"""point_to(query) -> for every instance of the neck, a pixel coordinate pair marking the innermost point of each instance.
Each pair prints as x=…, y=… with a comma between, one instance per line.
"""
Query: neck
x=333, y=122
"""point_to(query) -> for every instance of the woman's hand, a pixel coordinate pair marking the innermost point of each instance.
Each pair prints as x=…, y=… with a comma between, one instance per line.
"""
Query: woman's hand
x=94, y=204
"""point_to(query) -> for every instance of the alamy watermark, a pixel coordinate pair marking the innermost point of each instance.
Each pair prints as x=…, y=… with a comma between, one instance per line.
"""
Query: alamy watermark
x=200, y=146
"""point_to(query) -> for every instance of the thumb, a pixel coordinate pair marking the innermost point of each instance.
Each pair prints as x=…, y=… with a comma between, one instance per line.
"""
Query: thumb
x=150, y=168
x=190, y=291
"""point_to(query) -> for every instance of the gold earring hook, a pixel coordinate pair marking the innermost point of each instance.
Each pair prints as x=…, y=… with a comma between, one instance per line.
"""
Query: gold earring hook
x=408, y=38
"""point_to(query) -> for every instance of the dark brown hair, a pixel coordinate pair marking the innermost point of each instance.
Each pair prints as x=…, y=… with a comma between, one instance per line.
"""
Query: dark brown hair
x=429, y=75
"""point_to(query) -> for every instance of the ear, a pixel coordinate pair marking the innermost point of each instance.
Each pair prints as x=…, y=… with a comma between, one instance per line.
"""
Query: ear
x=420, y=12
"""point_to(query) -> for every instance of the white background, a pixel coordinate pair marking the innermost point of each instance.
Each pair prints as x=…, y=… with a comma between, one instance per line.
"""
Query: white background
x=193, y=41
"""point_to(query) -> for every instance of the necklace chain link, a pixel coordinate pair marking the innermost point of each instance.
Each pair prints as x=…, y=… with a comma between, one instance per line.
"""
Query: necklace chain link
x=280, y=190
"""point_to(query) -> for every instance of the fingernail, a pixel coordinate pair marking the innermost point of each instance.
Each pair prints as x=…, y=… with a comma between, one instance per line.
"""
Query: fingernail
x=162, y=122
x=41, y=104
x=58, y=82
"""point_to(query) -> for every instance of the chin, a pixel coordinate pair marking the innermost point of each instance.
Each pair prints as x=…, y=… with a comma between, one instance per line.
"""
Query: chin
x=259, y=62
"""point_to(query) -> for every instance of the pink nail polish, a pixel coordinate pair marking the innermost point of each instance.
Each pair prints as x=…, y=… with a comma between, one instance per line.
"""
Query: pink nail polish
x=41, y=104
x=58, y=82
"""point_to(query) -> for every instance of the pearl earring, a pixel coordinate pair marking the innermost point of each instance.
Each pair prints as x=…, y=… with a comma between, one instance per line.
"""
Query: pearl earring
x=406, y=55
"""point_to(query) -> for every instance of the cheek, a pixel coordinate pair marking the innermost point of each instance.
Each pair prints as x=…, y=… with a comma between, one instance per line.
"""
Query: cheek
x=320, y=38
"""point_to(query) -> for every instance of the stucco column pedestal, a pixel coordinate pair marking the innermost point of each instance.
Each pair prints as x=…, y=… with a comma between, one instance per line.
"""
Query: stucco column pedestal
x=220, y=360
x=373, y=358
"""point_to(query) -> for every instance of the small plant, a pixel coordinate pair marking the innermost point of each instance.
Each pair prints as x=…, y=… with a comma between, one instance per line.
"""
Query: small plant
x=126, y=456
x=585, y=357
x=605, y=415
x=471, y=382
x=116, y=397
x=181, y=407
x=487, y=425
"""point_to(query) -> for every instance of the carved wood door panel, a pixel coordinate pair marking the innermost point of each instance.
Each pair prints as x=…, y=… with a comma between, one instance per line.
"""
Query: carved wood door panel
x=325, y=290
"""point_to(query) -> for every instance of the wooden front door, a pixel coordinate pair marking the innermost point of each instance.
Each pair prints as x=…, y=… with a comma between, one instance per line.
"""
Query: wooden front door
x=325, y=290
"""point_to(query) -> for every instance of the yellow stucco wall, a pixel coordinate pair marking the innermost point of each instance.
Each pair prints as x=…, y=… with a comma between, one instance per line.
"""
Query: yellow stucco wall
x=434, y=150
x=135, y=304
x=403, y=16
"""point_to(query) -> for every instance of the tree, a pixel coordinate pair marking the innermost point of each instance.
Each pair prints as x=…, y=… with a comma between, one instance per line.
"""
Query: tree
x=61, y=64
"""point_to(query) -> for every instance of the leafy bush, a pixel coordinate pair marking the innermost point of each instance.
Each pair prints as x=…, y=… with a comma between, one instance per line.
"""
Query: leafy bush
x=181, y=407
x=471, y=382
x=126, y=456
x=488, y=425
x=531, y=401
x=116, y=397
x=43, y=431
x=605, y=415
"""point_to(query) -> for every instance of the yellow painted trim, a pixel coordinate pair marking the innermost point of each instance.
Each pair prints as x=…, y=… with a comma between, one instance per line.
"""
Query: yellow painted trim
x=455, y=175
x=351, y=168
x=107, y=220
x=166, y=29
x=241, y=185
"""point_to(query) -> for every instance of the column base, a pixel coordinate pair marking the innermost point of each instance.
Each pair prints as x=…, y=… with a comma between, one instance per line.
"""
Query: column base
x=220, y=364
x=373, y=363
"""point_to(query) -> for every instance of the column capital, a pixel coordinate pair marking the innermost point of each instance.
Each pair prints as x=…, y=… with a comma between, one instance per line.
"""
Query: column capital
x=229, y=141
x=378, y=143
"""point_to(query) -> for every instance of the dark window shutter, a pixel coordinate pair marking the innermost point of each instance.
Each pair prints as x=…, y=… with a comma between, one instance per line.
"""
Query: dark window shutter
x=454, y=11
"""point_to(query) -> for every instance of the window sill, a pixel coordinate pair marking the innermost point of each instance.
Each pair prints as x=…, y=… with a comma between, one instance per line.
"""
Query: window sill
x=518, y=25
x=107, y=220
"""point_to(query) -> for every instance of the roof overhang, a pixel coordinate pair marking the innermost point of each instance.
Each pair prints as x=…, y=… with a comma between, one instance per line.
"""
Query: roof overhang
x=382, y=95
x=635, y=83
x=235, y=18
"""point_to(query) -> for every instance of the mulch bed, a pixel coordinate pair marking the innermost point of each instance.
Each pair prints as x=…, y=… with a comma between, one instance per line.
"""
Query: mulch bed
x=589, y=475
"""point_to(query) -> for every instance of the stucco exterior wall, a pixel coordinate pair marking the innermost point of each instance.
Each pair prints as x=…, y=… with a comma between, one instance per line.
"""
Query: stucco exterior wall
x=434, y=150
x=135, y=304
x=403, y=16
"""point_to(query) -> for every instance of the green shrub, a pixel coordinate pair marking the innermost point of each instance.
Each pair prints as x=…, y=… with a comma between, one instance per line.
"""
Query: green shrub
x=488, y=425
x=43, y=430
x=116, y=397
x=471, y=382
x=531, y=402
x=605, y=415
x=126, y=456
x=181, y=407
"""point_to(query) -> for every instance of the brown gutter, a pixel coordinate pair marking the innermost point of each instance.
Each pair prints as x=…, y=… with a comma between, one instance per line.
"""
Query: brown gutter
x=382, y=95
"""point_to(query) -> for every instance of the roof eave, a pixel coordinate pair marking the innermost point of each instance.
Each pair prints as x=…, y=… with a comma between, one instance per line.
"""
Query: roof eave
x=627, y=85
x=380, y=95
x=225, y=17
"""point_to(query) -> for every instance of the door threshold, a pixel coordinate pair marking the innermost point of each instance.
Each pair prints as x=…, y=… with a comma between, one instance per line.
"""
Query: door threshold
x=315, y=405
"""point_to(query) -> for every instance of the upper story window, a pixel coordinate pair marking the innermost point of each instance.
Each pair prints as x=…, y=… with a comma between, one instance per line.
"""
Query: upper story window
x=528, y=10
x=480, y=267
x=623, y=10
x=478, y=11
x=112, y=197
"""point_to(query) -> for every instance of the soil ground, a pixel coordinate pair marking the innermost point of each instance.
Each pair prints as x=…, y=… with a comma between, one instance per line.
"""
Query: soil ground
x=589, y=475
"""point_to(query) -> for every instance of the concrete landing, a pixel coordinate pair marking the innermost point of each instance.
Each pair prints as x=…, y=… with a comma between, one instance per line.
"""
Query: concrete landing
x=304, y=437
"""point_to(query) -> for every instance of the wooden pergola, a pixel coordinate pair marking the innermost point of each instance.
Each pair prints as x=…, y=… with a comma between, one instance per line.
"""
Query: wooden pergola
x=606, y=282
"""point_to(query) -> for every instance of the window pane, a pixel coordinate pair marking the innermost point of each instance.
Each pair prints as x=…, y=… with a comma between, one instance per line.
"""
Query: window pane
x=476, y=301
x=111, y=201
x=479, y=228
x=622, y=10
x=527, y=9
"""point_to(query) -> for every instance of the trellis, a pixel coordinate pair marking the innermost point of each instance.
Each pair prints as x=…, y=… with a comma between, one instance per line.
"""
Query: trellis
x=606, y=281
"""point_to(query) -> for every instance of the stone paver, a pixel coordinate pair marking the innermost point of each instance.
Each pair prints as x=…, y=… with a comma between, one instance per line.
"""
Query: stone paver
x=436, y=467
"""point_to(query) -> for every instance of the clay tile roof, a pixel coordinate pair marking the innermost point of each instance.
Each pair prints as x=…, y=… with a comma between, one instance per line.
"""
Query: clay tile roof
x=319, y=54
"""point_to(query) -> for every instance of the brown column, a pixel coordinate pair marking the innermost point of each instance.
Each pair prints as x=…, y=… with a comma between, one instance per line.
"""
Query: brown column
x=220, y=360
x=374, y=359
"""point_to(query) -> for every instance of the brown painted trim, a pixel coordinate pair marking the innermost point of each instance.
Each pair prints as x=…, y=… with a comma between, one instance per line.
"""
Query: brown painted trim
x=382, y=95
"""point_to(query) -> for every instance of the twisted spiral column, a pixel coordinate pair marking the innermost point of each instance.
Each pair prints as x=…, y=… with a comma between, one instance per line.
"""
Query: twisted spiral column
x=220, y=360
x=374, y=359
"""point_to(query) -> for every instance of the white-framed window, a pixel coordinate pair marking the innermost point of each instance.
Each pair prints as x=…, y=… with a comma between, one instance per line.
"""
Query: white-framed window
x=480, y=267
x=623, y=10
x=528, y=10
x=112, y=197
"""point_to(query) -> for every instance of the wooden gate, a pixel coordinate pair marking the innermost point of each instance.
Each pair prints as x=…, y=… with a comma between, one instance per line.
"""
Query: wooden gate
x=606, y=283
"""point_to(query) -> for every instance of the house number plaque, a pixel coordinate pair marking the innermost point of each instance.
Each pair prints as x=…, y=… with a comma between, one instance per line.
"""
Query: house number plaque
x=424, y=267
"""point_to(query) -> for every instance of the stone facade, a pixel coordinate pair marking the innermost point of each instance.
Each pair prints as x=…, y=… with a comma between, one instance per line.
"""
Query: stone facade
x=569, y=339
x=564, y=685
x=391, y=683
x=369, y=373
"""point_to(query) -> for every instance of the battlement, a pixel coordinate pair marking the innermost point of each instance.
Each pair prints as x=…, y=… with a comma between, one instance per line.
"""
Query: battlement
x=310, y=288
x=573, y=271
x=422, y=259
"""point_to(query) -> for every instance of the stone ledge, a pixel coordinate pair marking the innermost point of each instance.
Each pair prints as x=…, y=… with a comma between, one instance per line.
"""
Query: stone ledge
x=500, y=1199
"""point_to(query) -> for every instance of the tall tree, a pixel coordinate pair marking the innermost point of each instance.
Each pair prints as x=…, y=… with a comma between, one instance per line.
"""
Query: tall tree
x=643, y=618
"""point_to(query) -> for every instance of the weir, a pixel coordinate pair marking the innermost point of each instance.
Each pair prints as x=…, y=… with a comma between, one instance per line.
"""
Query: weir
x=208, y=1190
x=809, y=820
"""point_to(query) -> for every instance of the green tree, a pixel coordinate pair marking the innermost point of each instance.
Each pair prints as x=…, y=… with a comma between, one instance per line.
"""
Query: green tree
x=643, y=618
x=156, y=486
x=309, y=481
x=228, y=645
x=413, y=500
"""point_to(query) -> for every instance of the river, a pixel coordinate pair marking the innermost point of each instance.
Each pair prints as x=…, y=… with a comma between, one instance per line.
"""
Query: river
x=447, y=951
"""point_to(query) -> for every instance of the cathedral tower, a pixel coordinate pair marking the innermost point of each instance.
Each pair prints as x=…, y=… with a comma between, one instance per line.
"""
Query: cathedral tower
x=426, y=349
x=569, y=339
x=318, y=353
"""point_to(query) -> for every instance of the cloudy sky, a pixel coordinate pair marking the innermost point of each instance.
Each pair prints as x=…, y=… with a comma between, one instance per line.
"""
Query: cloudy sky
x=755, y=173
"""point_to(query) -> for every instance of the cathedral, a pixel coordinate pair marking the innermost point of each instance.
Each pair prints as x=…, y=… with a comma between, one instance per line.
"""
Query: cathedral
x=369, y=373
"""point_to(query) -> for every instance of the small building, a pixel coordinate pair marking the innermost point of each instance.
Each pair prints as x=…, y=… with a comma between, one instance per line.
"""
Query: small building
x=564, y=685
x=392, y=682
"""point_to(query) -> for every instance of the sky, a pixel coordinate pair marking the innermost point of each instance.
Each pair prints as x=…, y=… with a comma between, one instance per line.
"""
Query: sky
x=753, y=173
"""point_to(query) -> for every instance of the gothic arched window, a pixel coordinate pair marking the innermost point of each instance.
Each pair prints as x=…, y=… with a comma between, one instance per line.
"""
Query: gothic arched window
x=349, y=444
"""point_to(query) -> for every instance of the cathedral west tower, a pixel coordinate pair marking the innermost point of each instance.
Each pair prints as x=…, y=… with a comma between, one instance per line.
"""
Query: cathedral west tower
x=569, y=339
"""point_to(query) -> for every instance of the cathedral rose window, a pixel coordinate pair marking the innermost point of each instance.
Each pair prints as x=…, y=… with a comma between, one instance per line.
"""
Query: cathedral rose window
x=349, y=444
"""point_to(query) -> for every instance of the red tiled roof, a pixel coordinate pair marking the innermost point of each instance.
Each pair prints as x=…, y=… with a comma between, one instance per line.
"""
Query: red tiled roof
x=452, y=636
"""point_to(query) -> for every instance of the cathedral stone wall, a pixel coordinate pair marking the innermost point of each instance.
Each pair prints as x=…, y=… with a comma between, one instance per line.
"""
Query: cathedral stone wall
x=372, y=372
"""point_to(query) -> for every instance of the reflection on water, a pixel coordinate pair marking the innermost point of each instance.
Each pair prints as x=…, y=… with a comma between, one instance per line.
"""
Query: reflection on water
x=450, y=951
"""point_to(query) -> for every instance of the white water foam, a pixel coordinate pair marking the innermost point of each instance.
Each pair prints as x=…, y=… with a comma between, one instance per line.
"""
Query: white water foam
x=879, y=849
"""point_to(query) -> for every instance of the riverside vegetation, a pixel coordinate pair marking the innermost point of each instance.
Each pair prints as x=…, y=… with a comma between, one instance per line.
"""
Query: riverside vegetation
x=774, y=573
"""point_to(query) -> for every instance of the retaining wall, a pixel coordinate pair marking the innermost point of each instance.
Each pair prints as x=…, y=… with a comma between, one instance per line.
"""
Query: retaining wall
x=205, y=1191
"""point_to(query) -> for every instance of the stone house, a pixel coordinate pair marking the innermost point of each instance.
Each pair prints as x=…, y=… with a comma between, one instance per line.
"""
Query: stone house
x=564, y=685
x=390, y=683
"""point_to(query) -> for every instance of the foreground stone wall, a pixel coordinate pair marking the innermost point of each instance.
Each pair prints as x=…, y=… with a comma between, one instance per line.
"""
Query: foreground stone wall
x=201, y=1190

→ Work to do
Begin at the line that contains "stone house, a" and continue through the end of the records, writing every line out again, requests included, with each pixel coordinate in the answers shifted by -69.

→ Problem solution
"""point_to(query) -> for every instance of the stone house, a pixel coordinate pair marking the innermost point of each instance.
Each pair prints as x=…, y=… with a comma between, one instance per line.
"""
Query: stone house
x=495, y=616
x=321, y=614
"""point_to(query) -> for every instance of the foreground stone wall, a pixel coordinate pair marking the innermost point of each instance.
Each pair prints as x=…, y=… with a comma between, one instance per line.
"""
Query: foreground stone wall
x=132, y=1121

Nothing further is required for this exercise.